The job is to output each record exactly as it stands, pictures excluded.

**Data to examine:**
· · · · · · ·
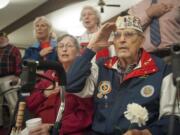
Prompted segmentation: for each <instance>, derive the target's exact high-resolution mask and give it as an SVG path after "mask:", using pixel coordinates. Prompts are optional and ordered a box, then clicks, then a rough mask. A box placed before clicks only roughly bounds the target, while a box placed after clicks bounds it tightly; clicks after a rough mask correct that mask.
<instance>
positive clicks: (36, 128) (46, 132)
mask: <svg viewBox="0 0 180 135" xmlns="http://www.w3.org/2000/svg"><path fill="white" fill-rule="evenodd" d="M51 126H53V124H41V125H39V126H37V127H35V128H33V129H31V130H29V135H50V134H49V130H50V128H51Z"/></svg>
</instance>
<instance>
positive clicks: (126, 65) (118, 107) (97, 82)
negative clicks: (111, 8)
mask: <svg viewBox="0 0 180 135" xmlns="http://www.w3.org/2000/svg"><path fill="white" fill-rule="evenodd" d="M111 33H113V36H114V40H113V42H114V47H115V50H116V55H117V56H115V57H110V58H105V59H100V60H98V61H97V62H96V63H95V62H93V61H91V59H92V58H93V56H94V55H95V54H96V52H97V51H99V50H101V49H102V48H105V47H108V43H107V42H108V38H109V36H110V34H111ZM144 40H145V38H144V36H143V32H142V28H141V25H140V20H139V18H137V17H135V16H124V17H121V16H120V17H118V18H117V21H116V23H107V24H105V25H103V26H102V27H101V28H100V30H99V31H98V32H97V35H96V36H95V38H94V39H92V40H91V41H90V43H89V44H88V46H87V49H86V50H85V52H84V54H83V55H82V56H81V57H79V58H78V59H76V61H75V62H74V63H73V65H72V66H71V68H70V69H69V71H68V73H67V91H68V92H74V93H76V94H78V95H79V96H82V97H90V96H93V97H94V106H95V114H94V120H93V124H92V131H93V133H92V135H116V134H117V135H121V134H123V133H124V134H125V135H167V134H168V125H169V121H170V116H171V115H174V118H175V119H174V129H173V131H174V132H173V135H177V134H179V133H180V128H179V127H180V123H179V120H178V118H179V116H180V115H179V113H178V104H176V106H175V113H173V114H172V113H171V111H172V106H173V102H174V96H175V93H176V88H175V87H174V85H173V81H172V72H171V69H170V67H169V66H168V65H167V64H165V63H164V62H163V61H162V60H161V59H160V58H158V57H156V56H153V55H151V54H149V53H147V52H146V51H145V50H144V49H143V48H142V44H143V42H144Z"/></svg>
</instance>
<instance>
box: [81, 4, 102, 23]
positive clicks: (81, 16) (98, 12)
mask: <svg viewBox="0 0 180 135" xmlns="http://www.w3.org/2000/svg"><path fill="white" fill-rule="evenodd" d="M86 9H90V10H92V11H93V12H94V14H95V16H96V18H97V25H98V26H100V25H101V15H100V12H99V11H98V10H97V9H95V8H94V7H92V6H84V7H83V8H82V10H81V16H80V21H82V15H83V12H84V10H86Z"/></svg>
· · · · · · ·
**Answer space:**
Prompted segmentation: for each <instance>, derive the target's exact high-resolution mask and give it as an SVG path after "mask:", using pixel coordinates. Prompts are optional and ordered a box, then clicks, then a rough mask. A box placed before clicks only roughly bounds the target, while a box placed after clicks bounds it tightly; clicks after a rough mask correct that mask.
<instance>
positive clicks: (36, 128) (46, 132)
mask: <svg viewBox="0 0 180 135" xmlns="http://www.w3.org/2000/svg"><path fill="white" fill-rule="evenodd" d="M51 126H53V124H41V125H39V126H37V127H35V128H33V129H31V130H29V135H50V134H49V130H50V128H51Z"/></svg>
</instance>
<instance>
positive clicks: (126, 65) (118, 107) (97, 82)
negative clicks: (111, 8)
mask: <svg viewBox="0 0 180 135" xmlns="http://www.w3.org/2000/svg"><path fill="white" fill-rule="evenodd" d="M111 33H113V36H114V40H113V42H114V47H115V50H116V55H117V56H115V57H110V58H105V59H100V60H98V61H97V62H96V63H95V62H93V61H91V59H92V58H93V56H94V55H95V54H96V52H97V51H99V50H101V49H102V48H105V47H108V43H107V42H108V38H109V36H110V34H111ZM144 40H145V38H144V36H143V32H142V28H141V25H140V20H139V18H137V17H135V16H124V17H121V16H120V17H118V18H117V21H116V23H107V24H105V25H103V26H102V27H101V28H100V30H99V31H98V32H97V35H96V36H95V38H94V39H92V40H91V41H90V43H89V44H88V46H87V49H86V50H85V52H84V54H83V55H82V56H81V57H79V58H78V59H76V61H75V62H74V63H73V65H72V66H71V68H70V69H69V71H68V73H67V91H68V92H74V93H76V94H78V95H79V96H82V97H90V96H93V97H94V106H95V114H94V120H93V124H92V131H93V133H92V135H116V134H117V135H121V134H123V133H124V134H125V135H167V134H168V125H169V121H170V116H171V115H174V118H175V119H174V129H173V131H174V132H173V135H177V134H179V133H180V128H179V127H180V123H179V120H178V118H179V116H180V115H179V113H178V104H176V106H175V113H173V114H172V113H171V111H172V106H173V102H174V96H175V93H176V88H175V87H174V85H173V81H172V72H171V69H170V67H169V66H168V65H167V64H165V63H164V62H163V61H162V60H161V59H160V58H158V57H156V56H153V55H151V54H149V53H147V52H146V51H145V50H144V49H143V48H142V44H143V42H144Z"/></svg>
</instance>
<instance>
box: [81, 4, 102, 23]
positive clicks: (81, 16) (98, 12)
mask: <svg viewBox="0 0 180 135" xmlns="http://www.w3.org/2000/svg"><path fill="white" fill-rule="evenodd" d="M86 9H90V10H92V11H93V12H94V14H95V16H96V18H97V25H98V26H100V25H101V15H100V12H99V11H98V10H97V9H95V8H94V7H92V6H84V7H83V8H82V10H81V16H80V21H82V15H83V12H84V10H86Z"/></svg>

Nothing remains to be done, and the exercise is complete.